-- Begin Data lines --
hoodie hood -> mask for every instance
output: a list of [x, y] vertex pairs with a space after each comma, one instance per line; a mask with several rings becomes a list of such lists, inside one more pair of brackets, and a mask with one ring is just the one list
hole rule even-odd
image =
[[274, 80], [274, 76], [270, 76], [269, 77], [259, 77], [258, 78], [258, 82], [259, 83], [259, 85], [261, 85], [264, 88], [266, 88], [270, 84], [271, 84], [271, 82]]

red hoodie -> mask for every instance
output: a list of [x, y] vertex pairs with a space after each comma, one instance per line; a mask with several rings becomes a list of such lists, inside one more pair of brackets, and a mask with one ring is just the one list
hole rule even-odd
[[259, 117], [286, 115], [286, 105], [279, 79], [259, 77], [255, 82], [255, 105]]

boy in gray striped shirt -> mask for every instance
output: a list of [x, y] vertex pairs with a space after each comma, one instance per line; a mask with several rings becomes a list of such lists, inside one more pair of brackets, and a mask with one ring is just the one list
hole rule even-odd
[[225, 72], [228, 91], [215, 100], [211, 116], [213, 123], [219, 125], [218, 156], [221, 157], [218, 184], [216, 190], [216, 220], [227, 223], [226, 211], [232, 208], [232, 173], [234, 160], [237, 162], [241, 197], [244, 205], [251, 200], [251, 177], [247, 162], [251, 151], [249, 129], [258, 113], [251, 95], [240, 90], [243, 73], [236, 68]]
-- End Data lines --
> **Short task**
Can you rewrite the stretch of the listing from the line containing "red hoodie -> mask for every instance" through the end of the listing, requests included, with every vertex coordinate in the answers scaled by 2.15 and rounded to whole numbers, halves rounded up? Give only those lines.

> **Final result**
red hoodie -> mask for every instance
output: a list of [x, y] vertex pairs with a space after each comma, one instance per line; a mask with several rings becomes a list of such lists, inside one more pair of brackets, and a mask with one ring is just the one list
hole rule even-odd
[[557, 252], [615, 247], [615, 226], [600, 170], [557, 166], [548, 176], [548, 226]]

boy in gray striped shirt -> mask for every instance
output: a list of [x, y] vertex pairs with a space after each comma, one instance per line; a mask with several rings becomes a list of such lists, inside one more pair of brackets, and a mask with one ring is just the one list
hole rule even-odd
[[484, 155], [490, 196], [462, 215], [454, 249], [458, 264], [471, 269], [469, 335], [475, 338], [469, 396], [464, 409], [464, 473], [488, 479], [486, 454], [499, 447], [499, 372], [503, 344], [510, 348], [518, 424], [525, 441], [540, 430], [540, 381], [531, 348], [540, 325], [535, 277], [555, 243], [540, 204], [516, 194], [522, 157], [507, 146]]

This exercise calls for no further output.